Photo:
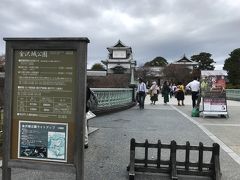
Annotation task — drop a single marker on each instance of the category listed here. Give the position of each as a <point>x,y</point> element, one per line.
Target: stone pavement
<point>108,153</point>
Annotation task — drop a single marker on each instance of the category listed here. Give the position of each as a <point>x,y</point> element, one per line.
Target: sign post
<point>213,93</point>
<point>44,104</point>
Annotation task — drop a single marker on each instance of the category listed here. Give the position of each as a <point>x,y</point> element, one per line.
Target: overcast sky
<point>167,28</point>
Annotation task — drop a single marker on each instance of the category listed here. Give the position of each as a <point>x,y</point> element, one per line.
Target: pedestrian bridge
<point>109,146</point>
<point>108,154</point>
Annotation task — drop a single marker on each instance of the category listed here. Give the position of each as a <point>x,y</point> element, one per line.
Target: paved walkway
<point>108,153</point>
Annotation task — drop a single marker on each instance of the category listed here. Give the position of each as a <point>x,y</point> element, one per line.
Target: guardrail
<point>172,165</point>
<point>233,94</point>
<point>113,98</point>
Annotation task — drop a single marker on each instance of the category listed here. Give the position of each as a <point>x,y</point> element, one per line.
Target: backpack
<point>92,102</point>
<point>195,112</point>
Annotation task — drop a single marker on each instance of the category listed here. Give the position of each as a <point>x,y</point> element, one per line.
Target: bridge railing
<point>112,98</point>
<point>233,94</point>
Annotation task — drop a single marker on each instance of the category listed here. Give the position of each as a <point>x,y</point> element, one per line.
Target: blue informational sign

+ + +

**DIRECTIONS FOR THIS TASK:**
Copy the records exactly as they appear, excluding images.

**EXERCISE RESULT:**
Photo:
Annotation task — drop a single marker on each instance of the category listed here. Give the position of each as a <point>x,y</point> element, one per line.
Target: stone pavement
<point>108,153</point>
Annotation task — drop a single marker on each instance of the category listed here. Give the position of each as a <point>x,y</point> element, one per line.
Target: sign post
<point>213,93</point>
<point>44,104</point>
Annotation task — drop a single marker on each instance of the category listed here. Give the position of each as a <point>x,y</point> element, one per line.
Target: overcast sky
<point>167,28</point>
Annotation task — drop a single marker on each instance of the category listed here. Give the position of each as a <point>x,y</point> element, one per line.
Target: pedestrian bridge
<point>109,146</point>
<point>108,154</point>
Annotation task — drop a single marker on each instance of the category listed here. Give the position of each as a <point>x,y</point> element, one per line.
Target: paved walkway
<point>108,153</point>
Annotation task — drop a single marker on each instance of the category listed here. Give the position of each as a <point>x,y</point> element, one per line.
Target: guardrail
<point>172,165</point>
<point>233,94</point>
<point>113,98</point>
Annotation task — drop a single marker on each instance of the category listed here. Give the position of each as a <point>x,y</point> element, one per line.
Target: backpack
<point>92,102</point>
<point>195,112</point>
Annotation task — drop a single marker on each instance of the category listed here. Give the position of each as a <point>x,y</point> element, one per line.
Target: bridge railing
<point>112,98</point>
<point>233,94</point>
Annotation task — drop a single marker on each instance of the category listed here. Give the position of each as a <point>x,y</point> element, one per line.
Target: blue informational sign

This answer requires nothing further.